How to complete this task >> Reproduce word for word the part of the RLC Labs inspection article starting at "The FDA tied" and ending at "by the unit.".

[Exercise passage Boundary: Start]

The COVID-19 pandemic has put a damper on the FDA's on-site inspections in 2020, but that doesn't mean the agency isn't making the rounds and putting drugmakers on notice. A second U.S. company making prescription thyroid meds is on the receiving end of FDA's ire this year for potency concerns.
FDA investigators cited Phoenix-based RLC Labs for failing to adequately address a host of quality-control issues that led to the recall of 483 lots of two of the company's thyroid meds, according to a warning letter posted online Tuesday.
During an inspection between February and March, the FDA found that RLC employees failed to ensure its products met quality-control standards for potency and conformity, thanks to a dearth of written policies and the lack of an adequate quality-control unit.
Of 10 sampled lots of the company's WP Thyroid and Nature-Throid, the FDA found six samples with subpar potency, which can produce moderate to severe symptoms in patients with hypothyroidism, the agency said. Those issues led RLC to recall the 483 total lots of both drugs in September.
The FDA tied to those potency concerns to RLC's lack of written procedures to ensure the drug hit its marks, as well as potentially underpowered active pharmaceutical ingredients (API) imported from a third-party manufacturer.
The drugmaker also failed to adequately empower and train its quality-control team, the FDA found. In one glaring example of the unit's communication breakdown, RLC's quality team was apparently unaware of a list of "complaints" about the two drugs maintained in spreadsheets outside of its records. Those complaints included concerns about the drugs' potency, the FDA said, and were not investigated by the unit.

[Exercise passage Boundary: End]
[Dataset excerpts Boundary: Start]

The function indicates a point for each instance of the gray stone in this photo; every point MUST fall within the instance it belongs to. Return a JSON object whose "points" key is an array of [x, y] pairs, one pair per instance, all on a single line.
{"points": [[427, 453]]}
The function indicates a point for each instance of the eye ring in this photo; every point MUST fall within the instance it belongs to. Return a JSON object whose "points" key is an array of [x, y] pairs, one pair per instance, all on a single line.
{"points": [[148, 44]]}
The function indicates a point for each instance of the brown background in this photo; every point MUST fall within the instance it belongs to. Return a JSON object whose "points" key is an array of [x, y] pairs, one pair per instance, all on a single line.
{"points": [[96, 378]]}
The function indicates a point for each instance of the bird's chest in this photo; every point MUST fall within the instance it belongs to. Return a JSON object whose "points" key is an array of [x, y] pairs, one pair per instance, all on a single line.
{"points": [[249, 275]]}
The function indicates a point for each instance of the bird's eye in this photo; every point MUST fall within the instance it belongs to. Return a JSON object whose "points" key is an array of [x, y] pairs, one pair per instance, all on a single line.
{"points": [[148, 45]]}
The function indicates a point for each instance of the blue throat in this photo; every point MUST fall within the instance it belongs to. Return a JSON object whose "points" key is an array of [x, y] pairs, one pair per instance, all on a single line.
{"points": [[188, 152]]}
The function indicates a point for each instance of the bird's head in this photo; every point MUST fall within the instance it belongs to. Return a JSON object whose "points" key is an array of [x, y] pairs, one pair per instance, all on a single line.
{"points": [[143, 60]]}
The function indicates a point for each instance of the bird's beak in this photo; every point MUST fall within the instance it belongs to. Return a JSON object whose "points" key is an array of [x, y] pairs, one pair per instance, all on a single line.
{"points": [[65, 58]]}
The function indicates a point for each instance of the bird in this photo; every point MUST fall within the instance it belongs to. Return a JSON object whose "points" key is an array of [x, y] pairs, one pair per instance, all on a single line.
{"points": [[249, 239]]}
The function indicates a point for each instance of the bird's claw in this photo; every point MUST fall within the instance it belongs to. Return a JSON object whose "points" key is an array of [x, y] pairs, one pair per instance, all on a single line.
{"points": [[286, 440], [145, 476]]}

[Dataset excerpts Boundary: End]

Reply to the task >>
The FDA tied to those potency concerns to RLC's lack of written procedures to ensure the drug hit its marks, as well as potentially underpowered active pharmaceutical ingredients (API) imported from a third-party manufacturer.
The drugmaker also failed to adequately empower and train its quality-control team, the FDA found. In one glaring example of the unit's communication breakdown, RLC's quality team was apparently unaware of a list of "complaints" about the two drugs maintained in spreadsheets outside of its records. Those complaints included concerns about the drugs' potency, the FDA said, and were not investigated by the unit.